**Source excerpt**
New Zoo Revue is an American half-hour children's television show that ran in first-run syndication from 1972 to 1977.

Concept
The 196-episode musical comedy-format show conveyed the concepts of cooperation and guidance for living in contemporary society. Each episode dealt with a topic such as moving away, courtesy, bragging, or patience.

Though hosted by humans Doug and Emmy Jo (married in real-life Doug Momary and Emily Peden), the show featured costumed full-bodied puppet characters, primarily Freddie the Frog, Henrietta Hippo, and Charlie the Owl.

The show received awards and recommendations from the National Education Association and the National School Board Association.

New Zoo Revue was acquired from O Atlas Entertainment and the show's original co-creator, Barbara Atlas; the property is now owned by Frank A. O'Donnell, who is based in Las Vegas. The library continues to be licensed and broadcast by various networks across the US. Episodes can be viewed, and merchandise and DVDs of the original episodes can be purchased on the Internet.

Characters
 Doug (played by Doug Momary) - a human who is friends with Freddie, Charlie, and Henrietta.
 Emmy Jo (played by Emily Peden) - Doug's helper.
 Freddie the Frog (performed by Yanco Inone, voiced by Joni Robbins) - a fun-loving frog who is a bit naïve. While the same size as the other adult-sized characters, Freddie is characterized (at least in some episodes) as a school-aged child.
 Charlie the Owl (performed by Sharon Baird, voiced by Bob Holt and later Bill Callaway) - a serious, know-it-all owl who lives in a tall tree equipped with an elevator. Working as a scientist and an inventor, Charlie is known to give out "One-Bell Prizes" on occasion (subtly making a pun on the Nobel Prize).
 Henrietta Hippo (performed by Larri Thomas, voiced by Hazel Shermet) - a tutu-wearing, genteel hippopotamus with a Southern Belle personality who is a bit shy.
 Mr. Dingle (played by Chuck Woolery) - a friendly elderly postman who is also a shopkeeper and a Jack-of-All-Trades.

**Data provided**

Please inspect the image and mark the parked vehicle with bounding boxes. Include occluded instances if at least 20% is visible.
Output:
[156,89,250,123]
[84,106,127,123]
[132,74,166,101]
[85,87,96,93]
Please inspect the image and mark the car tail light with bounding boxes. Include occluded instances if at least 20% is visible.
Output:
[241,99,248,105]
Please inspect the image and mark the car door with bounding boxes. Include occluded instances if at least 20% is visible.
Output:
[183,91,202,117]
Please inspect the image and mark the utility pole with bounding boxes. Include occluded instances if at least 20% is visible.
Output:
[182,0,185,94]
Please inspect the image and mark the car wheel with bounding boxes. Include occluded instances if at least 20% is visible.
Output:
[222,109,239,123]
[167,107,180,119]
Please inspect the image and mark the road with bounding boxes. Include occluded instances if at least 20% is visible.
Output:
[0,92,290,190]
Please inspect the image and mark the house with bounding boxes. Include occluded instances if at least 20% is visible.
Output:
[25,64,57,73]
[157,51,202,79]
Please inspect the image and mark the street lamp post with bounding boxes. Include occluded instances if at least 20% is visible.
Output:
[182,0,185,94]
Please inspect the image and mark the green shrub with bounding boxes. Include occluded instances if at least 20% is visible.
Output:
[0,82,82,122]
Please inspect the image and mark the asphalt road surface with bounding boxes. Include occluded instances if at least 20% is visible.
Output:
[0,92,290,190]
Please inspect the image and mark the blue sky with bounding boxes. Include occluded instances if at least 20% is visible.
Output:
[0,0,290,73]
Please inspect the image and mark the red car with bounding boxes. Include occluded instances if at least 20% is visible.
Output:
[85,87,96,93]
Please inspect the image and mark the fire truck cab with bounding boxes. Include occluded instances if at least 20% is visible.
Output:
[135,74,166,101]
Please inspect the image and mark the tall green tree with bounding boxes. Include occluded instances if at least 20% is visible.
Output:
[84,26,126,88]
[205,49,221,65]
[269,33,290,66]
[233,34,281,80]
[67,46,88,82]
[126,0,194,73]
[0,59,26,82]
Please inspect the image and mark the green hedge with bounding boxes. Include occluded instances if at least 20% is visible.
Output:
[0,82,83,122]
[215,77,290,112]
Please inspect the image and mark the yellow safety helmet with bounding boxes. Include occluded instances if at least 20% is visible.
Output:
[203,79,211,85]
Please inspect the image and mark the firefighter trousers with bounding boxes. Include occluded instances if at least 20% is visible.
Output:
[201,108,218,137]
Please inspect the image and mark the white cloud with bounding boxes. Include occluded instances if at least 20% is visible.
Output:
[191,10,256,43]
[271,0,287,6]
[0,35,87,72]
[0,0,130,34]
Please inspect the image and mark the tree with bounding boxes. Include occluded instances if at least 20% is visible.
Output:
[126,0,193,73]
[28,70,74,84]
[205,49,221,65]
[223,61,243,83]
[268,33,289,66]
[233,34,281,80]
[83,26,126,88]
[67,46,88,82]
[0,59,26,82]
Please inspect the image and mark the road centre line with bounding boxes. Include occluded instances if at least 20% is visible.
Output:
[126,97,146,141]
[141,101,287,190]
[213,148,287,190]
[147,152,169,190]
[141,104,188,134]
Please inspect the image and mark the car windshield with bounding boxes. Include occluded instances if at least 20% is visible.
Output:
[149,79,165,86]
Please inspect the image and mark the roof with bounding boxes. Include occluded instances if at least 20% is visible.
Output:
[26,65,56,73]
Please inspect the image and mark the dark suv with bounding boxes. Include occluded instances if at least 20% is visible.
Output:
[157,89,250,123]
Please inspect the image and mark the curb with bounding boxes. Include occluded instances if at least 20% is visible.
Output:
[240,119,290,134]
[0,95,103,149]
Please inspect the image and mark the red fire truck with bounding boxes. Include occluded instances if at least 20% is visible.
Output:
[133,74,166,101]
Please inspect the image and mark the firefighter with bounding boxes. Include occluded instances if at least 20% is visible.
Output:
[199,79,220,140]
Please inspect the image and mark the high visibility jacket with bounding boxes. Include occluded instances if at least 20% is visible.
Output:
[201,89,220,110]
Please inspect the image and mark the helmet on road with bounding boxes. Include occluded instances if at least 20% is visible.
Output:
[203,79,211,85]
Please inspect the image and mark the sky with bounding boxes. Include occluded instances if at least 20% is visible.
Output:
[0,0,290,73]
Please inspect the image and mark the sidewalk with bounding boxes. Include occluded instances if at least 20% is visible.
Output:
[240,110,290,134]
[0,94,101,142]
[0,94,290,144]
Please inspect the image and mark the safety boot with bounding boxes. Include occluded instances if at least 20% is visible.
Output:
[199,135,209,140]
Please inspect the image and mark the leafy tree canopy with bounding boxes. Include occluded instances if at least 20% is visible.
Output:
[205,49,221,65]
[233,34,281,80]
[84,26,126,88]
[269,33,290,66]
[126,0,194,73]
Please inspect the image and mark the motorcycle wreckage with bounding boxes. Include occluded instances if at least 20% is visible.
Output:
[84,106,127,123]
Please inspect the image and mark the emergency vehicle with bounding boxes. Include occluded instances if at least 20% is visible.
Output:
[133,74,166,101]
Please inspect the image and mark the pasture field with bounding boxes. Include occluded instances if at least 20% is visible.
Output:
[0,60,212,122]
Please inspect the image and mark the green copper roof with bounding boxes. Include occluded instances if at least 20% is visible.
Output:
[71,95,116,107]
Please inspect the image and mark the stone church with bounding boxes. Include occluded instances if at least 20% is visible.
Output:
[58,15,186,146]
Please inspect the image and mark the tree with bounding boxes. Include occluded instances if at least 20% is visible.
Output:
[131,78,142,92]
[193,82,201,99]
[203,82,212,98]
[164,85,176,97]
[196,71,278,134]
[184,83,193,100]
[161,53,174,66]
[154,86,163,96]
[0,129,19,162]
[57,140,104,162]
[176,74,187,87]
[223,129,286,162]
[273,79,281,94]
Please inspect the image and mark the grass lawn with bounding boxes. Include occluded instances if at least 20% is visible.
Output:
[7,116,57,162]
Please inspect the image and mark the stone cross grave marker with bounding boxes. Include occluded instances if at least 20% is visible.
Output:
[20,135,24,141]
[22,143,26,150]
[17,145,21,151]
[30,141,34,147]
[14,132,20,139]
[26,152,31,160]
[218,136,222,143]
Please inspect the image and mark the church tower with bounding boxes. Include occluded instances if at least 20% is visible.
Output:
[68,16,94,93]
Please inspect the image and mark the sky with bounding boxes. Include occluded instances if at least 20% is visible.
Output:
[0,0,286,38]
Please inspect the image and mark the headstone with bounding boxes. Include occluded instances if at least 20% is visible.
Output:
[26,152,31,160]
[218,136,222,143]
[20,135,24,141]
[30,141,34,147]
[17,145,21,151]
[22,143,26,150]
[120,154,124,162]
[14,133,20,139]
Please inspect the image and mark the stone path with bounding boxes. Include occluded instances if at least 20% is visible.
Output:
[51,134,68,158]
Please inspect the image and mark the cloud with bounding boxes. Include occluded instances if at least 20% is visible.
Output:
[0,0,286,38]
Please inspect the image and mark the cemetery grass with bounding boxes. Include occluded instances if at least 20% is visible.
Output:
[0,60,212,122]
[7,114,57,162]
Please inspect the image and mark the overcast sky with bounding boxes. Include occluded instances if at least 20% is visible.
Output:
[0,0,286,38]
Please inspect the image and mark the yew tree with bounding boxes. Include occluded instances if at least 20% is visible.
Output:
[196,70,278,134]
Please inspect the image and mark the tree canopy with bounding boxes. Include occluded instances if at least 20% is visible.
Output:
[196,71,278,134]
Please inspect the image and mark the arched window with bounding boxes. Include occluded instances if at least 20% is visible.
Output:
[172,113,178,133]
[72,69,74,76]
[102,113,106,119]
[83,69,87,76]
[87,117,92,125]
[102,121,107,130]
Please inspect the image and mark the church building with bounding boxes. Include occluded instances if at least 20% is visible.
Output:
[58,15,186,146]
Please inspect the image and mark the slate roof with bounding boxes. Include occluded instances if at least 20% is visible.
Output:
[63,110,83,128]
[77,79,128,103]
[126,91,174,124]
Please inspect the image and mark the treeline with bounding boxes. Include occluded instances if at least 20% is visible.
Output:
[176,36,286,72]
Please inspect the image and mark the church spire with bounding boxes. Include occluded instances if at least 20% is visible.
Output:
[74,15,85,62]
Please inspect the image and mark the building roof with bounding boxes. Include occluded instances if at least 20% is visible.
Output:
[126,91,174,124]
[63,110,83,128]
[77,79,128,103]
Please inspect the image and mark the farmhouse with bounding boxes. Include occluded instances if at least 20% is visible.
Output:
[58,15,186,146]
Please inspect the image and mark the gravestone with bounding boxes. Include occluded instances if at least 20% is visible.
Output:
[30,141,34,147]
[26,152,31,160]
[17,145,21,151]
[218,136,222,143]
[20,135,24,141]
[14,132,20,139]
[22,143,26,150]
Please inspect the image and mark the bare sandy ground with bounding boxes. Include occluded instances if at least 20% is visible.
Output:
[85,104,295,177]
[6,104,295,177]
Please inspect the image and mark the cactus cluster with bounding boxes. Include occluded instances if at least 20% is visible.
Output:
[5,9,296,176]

**Required actions**
a. Can you echo the New Zoo Revue article word for word, starting at "Emmy Jo (played" and ending at "a school-aged child."?
b. Will you duplicate the lines of the listing starting at the line containing "Please inspect the image and mark the grass" and ending at the line containing "[7,116,57,162]", including both of those lines?

**Solutions below**
a.
Emmy Jo (played by Emily Peden) - Doug's helper.
 Freddie the Frog (performed by Yanco Inone, voiced by Joni Robbins) - a fun-loving frog who is a bit naïve. While the same size as the other adult-sized characters, Freddie is characterized (at least in some episodes) as a school-aged child.

b.
Please inspect the image and mark the grass lawn with bounding boxes. Include occluded instances if at least 20% is visible.
Output:
[7,116,57,162]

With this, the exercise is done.